## [Problem]
Using the records that follow, count the lines containing the word "crowd" and give that number only.

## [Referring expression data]
..............................

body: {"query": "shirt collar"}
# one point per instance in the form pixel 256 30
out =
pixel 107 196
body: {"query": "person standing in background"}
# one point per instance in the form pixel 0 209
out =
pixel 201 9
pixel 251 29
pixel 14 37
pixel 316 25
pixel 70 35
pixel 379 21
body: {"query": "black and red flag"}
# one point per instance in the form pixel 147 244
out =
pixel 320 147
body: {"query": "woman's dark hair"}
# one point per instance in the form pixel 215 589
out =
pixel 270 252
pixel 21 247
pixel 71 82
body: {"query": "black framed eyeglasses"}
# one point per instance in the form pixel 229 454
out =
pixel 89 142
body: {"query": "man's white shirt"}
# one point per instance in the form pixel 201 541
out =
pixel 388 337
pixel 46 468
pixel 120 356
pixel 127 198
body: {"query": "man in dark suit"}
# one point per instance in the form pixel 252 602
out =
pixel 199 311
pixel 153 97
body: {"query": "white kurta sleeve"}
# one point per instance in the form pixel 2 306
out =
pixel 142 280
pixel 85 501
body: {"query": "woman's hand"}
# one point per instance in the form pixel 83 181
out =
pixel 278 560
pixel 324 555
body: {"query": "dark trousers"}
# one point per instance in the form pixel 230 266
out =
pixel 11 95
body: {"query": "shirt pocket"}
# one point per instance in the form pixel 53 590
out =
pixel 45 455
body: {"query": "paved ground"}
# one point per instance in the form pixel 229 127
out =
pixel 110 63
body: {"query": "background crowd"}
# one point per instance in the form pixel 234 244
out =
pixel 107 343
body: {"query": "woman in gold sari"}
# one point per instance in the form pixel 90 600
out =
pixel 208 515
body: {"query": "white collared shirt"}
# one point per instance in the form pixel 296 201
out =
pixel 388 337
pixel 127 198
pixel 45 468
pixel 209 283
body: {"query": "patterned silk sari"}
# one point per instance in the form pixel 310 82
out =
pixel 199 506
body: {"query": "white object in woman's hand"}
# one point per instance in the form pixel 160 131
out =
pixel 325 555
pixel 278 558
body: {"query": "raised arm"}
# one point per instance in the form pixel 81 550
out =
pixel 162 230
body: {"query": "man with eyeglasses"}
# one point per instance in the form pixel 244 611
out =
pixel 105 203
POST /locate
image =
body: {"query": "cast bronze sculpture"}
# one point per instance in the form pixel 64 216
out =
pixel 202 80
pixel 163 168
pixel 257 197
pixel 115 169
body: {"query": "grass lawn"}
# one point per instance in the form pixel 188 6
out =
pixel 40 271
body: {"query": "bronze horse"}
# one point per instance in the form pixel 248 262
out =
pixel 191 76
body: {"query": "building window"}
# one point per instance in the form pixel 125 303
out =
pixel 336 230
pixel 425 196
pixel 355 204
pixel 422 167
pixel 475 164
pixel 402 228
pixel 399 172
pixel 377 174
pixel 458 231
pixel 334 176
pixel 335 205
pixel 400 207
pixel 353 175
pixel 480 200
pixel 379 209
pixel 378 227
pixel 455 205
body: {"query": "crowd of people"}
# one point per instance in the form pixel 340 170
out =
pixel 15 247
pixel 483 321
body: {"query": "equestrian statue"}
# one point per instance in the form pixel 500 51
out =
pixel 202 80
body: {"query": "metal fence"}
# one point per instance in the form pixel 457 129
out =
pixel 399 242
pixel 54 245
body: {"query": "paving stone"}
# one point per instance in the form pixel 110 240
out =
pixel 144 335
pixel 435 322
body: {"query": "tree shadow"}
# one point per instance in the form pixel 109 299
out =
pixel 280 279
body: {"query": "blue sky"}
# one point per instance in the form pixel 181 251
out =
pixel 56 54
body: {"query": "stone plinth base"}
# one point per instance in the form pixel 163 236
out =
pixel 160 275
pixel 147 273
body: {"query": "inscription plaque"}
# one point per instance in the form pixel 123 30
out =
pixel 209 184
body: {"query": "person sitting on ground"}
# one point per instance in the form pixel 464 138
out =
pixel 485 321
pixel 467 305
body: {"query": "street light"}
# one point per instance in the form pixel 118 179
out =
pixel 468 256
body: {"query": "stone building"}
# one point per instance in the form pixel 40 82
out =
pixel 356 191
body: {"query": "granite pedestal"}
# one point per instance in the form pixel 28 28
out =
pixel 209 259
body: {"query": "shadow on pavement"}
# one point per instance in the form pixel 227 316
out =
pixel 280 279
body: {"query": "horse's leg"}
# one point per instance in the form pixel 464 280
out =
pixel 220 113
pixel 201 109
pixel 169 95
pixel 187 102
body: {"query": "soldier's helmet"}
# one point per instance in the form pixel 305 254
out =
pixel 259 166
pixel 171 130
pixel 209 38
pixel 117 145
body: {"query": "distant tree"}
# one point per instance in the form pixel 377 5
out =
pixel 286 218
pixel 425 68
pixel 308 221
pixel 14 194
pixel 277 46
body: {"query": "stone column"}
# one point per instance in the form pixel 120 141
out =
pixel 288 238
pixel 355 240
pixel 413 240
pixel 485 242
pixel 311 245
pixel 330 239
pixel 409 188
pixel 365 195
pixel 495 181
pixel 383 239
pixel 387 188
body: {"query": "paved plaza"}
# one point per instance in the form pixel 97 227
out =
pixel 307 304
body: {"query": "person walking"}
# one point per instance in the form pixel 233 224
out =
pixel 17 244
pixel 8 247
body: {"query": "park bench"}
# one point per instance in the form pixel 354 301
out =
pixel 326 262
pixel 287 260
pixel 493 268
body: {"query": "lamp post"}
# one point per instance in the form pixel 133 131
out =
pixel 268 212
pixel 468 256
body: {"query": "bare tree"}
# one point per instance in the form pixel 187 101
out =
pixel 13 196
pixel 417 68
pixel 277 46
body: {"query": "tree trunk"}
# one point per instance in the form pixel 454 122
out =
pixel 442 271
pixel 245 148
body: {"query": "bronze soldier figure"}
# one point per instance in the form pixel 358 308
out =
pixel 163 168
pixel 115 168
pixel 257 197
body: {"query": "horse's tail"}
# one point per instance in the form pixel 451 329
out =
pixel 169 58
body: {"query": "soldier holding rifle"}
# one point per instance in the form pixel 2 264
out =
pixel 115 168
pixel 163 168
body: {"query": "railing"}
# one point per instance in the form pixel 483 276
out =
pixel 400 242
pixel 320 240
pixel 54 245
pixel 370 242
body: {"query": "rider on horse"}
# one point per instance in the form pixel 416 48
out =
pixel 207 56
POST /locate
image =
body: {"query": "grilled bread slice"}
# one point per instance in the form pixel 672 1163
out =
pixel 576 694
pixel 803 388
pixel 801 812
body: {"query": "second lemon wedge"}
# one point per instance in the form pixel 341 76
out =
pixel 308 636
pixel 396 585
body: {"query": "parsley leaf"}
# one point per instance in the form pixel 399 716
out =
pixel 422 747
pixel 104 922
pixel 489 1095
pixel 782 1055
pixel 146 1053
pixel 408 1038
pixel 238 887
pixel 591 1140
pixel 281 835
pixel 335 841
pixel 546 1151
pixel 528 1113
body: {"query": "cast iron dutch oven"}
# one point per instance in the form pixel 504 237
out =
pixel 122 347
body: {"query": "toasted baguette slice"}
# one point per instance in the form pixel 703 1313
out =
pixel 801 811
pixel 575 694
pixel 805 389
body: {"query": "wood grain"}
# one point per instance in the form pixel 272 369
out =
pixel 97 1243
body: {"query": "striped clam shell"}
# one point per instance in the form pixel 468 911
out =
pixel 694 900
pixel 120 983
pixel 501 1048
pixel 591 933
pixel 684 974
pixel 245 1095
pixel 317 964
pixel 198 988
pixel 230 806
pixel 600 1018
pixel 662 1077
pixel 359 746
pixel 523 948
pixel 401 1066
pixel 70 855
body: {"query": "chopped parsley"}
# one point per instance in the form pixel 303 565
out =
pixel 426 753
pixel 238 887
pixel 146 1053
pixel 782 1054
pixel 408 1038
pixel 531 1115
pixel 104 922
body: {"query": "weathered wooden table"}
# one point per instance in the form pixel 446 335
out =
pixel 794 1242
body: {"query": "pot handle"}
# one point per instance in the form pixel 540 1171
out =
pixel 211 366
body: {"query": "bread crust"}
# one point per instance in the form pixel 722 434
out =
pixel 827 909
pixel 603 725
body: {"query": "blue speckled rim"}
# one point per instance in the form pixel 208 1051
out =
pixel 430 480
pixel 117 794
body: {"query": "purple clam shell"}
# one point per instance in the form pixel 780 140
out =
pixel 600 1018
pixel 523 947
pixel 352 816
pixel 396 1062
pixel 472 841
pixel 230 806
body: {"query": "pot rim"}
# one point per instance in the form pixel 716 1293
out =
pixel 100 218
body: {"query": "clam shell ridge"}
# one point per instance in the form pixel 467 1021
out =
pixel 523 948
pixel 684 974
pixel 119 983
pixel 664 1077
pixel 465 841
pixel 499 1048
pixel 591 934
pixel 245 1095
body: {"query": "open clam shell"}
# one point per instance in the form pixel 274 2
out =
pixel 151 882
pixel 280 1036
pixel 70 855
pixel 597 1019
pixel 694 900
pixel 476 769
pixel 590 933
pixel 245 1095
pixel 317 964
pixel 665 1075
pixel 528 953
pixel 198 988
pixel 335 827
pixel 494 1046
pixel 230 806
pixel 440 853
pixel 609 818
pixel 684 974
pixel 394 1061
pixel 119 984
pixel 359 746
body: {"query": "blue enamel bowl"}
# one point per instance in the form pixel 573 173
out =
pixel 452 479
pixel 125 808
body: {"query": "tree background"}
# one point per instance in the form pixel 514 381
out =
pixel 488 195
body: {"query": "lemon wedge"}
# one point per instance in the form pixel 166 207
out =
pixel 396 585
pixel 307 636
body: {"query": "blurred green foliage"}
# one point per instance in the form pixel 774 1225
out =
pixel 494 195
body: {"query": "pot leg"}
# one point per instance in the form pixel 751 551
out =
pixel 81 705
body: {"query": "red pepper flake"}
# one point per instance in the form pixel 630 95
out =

..............................

## [Exercise result]
2